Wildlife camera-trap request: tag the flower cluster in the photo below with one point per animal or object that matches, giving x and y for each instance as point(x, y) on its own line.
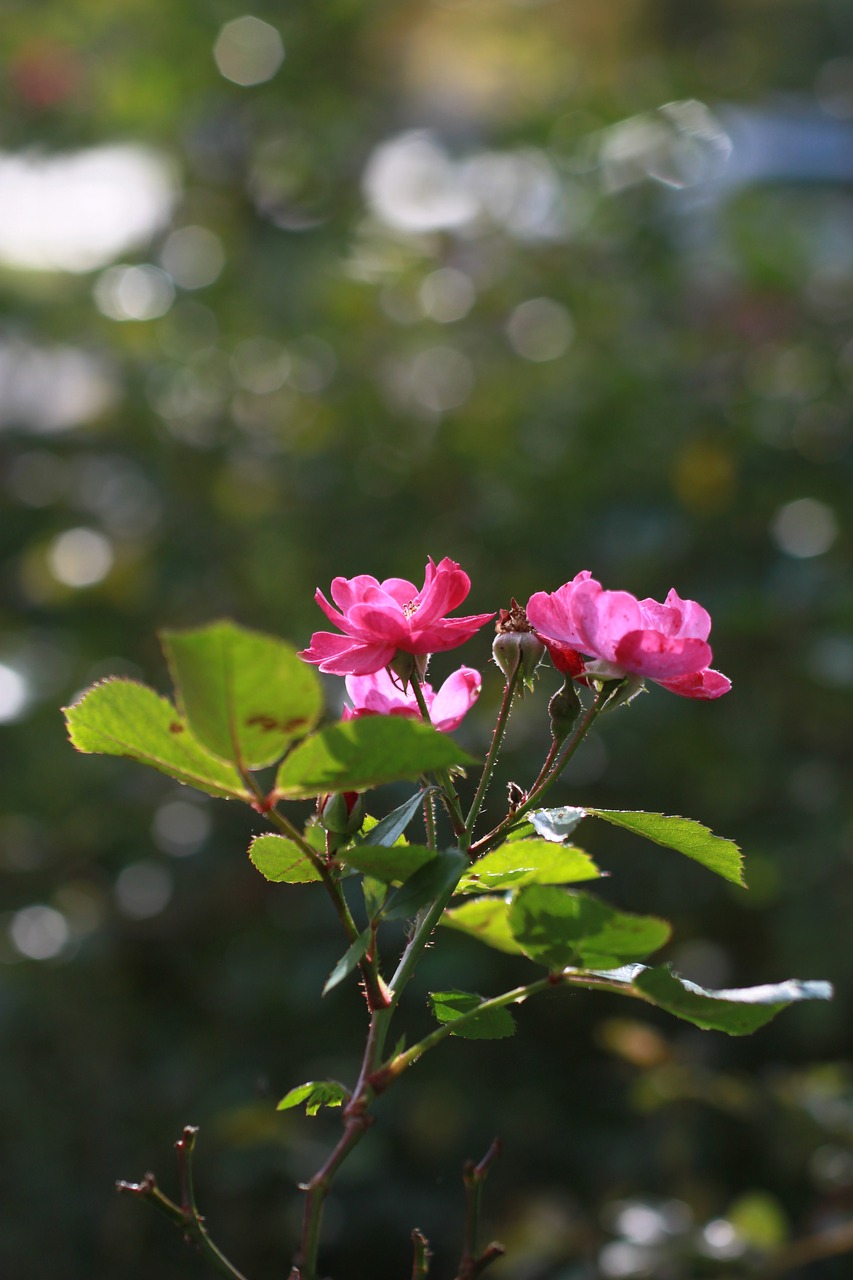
point(610, 635)
point(591, 634)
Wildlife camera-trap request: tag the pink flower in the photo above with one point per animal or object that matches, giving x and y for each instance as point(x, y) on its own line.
point(379, 618)
point(379, 694)
point(625, 636)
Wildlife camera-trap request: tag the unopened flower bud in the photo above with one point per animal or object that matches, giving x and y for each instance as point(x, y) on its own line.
point(341, 813)
point(515, 644)
point(564, 708)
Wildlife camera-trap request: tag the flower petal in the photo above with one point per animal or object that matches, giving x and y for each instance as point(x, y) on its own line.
point(342, 656)
point(455, 699)
point(648, 653)
point(702, 684)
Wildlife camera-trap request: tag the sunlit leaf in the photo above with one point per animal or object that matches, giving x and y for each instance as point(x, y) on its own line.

####################

■ TAREA A REALIZAR
Reproduce sin ningún cambio el tramo de las filas que va desde la línea que contiene "Wildlife camera-trap request: tag the unopened" hasta el final, ambos extremos incluidos.

■ SOLUCIÓN DEL EJERCICIO
Wildlife camera-trap request: tag the unopened flower bud in the photo above with one point per animal or object that matches, giving x and y for each instance as point(x, y) on its own line.
point(341, 813)
point(515, 644)
point(564, 708)
Wildlife camera-trap request: tag the flower petal in the photo above with one point per animal or object that matches, giving x and y for each instance as point(x, y) on its own line.
point(342, 656)
point(455, 699)
point(648, 653)
point(702, 684)
Wildlife camera-trap request: tag the sunlit leaf in the photo above with one point per animal or object that matches, giving x and y for each instance as point(x, y) on its own line.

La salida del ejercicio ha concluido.